MATERIAL FOR THIS TASK ▸
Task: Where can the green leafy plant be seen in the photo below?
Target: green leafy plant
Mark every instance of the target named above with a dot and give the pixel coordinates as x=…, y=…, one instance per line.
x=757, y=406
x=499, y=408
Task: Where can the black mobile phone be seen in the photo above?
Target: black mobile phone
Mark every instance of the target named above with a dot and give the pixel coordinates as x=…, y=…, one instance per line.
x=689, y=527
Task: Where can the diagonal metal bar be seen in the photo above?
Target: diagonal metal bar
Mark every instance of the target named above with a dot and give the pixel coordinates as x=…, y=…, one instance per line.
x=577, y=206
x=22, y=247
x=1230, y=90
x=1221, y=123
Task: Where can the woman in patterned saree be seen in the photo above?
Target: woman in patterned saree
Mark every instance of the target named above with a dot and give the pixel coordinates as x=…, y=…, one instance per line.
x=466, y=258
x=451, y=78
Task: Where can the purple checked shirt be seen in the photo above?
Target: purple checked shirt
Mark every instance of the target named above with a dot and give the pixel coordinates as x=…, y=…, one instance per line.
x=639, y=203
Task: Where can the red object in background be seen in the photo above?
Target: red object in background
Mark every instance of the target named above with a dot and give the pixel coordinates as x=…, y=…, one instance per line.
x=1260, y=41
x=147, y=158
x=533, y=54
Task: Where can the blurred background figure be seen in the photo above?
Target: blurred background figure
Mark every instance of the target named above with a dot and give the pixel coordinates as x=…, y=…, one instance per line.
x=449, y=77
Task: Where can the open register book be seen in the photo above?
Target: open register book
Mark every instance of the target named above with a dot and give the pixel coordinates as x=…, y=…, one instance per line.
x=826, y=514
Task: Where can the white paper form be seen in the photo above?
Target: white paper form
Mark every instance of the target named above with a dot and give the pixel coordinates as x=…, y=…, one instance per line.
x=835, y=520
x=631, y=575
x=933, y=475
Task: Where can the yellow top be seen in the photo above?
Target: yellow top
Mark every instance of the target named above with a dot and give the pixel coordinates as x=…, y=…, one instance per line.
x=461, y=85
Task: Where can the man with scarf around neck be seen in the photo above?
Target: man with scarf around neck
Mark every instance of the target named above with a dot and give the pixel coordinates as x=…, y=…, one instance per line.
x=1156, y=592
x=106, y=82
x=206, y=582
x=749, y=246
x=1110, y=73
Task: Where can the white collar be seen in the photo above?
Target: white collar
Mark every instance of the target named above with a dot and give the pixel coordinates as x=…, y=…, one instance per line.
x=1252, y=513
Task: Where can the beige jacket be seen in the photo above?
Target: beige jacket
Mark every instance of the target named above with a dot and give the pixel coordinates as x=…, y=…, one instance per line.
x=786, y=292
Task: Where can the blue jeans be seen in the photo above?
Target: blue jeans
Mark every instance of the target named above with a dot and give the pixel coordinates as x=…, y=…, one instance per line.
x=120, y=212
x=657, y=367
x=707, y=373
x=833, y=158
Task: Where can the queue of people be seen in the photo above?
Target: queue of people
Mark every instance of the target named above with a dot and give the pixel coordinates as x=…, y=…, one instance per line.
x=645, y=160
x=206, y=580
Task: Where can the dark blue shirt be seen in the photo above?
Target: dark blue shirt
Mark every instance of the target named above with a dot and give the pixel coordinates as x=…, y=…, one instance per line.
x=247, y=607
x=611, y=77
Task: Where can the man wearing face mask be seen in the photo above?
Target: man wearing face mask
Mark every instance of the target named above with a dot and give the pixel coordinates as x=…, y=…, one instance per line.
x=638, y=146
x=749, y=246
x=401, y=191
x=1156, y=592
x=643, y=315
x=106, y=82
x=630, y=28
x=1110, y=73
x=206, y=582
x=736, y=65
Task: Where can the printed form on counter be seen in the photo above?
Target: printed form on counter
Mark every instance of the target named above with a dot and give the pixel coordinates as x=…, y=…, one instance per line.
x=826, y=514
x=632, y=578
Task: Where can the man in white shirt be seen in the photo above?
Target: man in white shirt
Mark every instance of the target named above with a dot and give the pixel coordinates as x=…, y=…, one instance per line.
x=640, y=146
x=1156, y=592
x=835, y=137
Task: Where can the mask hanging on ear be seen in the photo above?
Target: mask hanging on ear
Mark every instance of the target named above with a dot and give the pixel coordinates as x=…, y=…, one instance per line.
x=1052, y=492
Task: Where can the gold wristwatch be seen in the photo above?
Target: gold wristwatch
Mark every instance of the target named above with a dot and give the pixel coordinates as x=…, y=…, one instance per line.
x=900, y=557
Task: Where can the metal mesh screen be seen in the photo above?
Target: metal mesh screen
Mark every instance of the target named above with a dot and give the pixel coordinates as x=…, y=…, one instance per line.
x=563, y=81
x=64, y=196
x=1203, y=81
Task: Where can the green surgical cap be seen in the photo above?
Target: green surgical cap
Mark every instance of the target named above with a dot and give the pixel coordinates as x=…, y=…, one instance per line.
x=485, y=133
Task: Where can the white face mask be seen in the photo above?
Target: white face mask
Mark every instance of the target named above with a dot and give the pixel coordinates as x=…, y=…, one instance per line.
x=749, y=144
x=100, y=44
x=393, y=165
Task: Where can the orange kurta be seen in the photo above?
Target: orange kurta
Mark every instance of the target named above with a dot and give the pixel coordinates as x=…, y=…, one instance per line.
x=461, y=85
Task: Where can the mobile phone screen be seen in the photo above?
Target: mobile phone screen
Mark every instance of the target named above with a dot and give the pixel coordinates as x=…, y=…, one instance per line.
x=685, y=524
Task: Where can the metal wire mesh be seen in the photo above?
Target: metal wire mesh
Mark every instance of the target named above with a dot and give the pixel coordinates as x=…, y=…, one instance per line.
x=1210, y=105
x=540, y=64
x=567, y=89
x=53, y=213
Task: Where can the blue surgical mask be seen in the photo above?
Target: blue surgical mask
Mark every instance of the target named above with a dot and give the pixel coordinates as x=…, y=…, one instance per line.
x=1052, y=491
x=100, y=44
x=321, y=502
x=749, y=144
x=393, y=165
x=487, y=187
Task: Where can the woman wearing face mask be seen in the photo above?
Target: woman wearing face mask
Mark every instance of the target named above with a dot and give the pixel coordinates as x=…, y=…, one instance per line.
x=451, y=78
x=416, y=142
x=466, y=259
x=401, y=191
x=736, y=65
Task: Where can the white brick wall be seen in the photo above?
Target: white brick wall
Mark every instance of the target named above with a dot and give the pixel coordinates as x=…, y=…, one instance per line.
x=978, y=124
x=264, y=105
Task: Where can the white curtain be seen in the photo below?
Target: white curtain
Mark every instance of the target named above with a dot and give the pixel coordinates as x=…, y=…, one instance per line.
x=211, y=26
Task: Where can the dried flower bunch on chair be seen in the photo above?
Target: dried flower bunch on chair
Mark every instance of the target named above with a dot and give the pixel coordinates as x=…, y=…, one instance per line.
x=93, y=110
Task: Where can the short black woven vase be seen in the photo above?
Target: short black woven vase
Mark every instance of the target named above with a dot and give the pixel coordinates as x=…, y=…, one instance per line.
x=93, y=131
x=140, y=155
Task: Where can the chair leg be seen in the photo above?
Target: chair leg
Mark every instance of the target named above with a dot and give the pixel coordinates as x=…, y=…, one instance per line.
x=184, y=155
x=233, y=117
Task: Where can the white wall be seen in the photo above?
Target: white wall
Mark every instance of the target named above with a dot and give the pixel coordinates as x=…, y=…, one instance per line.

PROBLEM DETAILS ▸ Reproduce the listing from the line containing "Task: Where can the mask" through the line containing "x=53, y=213", replacing "gold wristwatch" with "silver wristwatch" and leaving everything else unchanged. Give only those lines.

CORRECT RESPONSE ▸
Task: Where can the mask hanging on ear be seen in the photo above?
Target: mask hanging on ear
Mark every instance of the target named above with a dot and give the pixel coordinates as x=…, y=…, one instance per line.
x=1052, y=492
Task: Where can the silver wristwatch be seen in the photo above?
Target: silver wristwatch
Mark every instance of the target named above with a dot and give the pixel coordinates as x=…, y=…, one instance per line.
x=900, y=557
Task: Where can the metal mesh screen be seen in the photo above?
Target: metal mesh screen
Mark every instance of the target named above with a dot and give the pixel coordinates as x=…, y=…, one instance per line.
x=563, y=81
x=64, y=196
x=1203, y=81
Task: Where can the green surgical cap be seen in the photo above?
Target: green surgical cap
Mark every instance of the target named above with a dot and give the pixel coordinates as x=…, y=…, one instance per line.
x=485, y=133
Task: Where can the white face mask be seen in the photo above?
Target: white face mask
Mark every instance of the target named above with a dot and give the pixel coordinates as x=…, y=…, one instance per line.
x=749, y=144
x=100, y=44
x=393, y=165
Task: Where can the orange kurta be seen in the photo above?
Target: orange kurta
Mark every instance of the target named above with a dot and give the pixel coordinates as x=…, y=…, one instance per line.
x=461, y=85
Task: Where can the mobile phone screen be seen in the photo above?
Target: mobile phone screen
Mark every instance of the target named above with a dot and give the pixel coordinates as x=…, y=…, one instance per line.
x=685, y=524
Task: Where can the metal wire mesh be seen in the photo above?
Target: metal wire mesh
Mark every instance of the target named above with a dot and give the pixel coordinates as x=…, y=…, one instance per line.
x=1210, y=105
x=540, y=64
x=567, y=89
x=53, y=213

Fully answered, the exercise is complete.